**Page excerpt:**
#####

Screamers (1995)
Director: Christian Duguay
Starring: Peter Weller, Jennifer Rubin, Roy Dupuis, Andy Lauer
Primary genre: Science fiction
Secondary genre: Horror
You would think a film boasting a screenplay by the great Dan O’Bannon (Alien (1979)), the screenwriter who had taken a great crack at Philip K. Dick’s Do Androids Dream of Electric Sheep in Blade Runner (1982) would give us another fantastic dystopic adventure. After all, Dick’s short story Second Variety has a few horror callbacks which makes it all the more exciting to see it adapted for the big screen.
“Jefferson, you must be confusing me with someone who gives a shit.”
Unfortunately, Screamers will displease even the most hardcore audience members. While it starts off good, it quickly devolves into a pretty boring and subpar horror adventure that is as scary or tense as it thinks it is. To be fair, its subject matter is interesting enough from a bird’s eye perspective, but once we focus on our characters, there is not much going on. The script (with a rewrite by Miguel Tejada-Flores) tries to cram too many ideas using a substantially small budget that cannot flex or fully develop any intriguing concept; humanity vs autonomous machines, survival, corporal betrayal, mass extinction, capitalism, and oppressive social structures are all blend together to produce something that in its final moments results in a cinematically blunt whimper.

#####

**Stored data:**
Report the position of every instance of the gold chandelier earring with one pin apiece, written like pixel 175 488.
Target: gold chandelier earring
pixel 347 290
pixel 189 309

#####

**Given task 1:**
According to the Screamers review, who rewrote the script?
**Given task 2:**
Write out the Screamers review verbatim from "Screamers (1995)" up to and including "the big screen.".
The material is separate from the Screamers review.

**Problem solution 1:**
Miguel Tejada-Flores

**Problem solution 2:**
Screamers (1995)
Director: Christian Duguay
Starring: Peter Weller, Jennifer Rubin, Roy Dupuis, Andy Lauer
Primary genre: Science fiction
Secondary genre: Horror
You would think a film boasting a screenplay by the great Dan O’Bannon (Alien (1979)), the screenwriter who had taken a great crack at Philip K. Dick’s Do Androids Dream of Electric Sheep in Blade Runner (1982) would give us another fantastic dystopic adventure. After all, Dick’s short story Second Variety has a few horror callbacks which makes it all the more exciting to see it adapted for the big screen.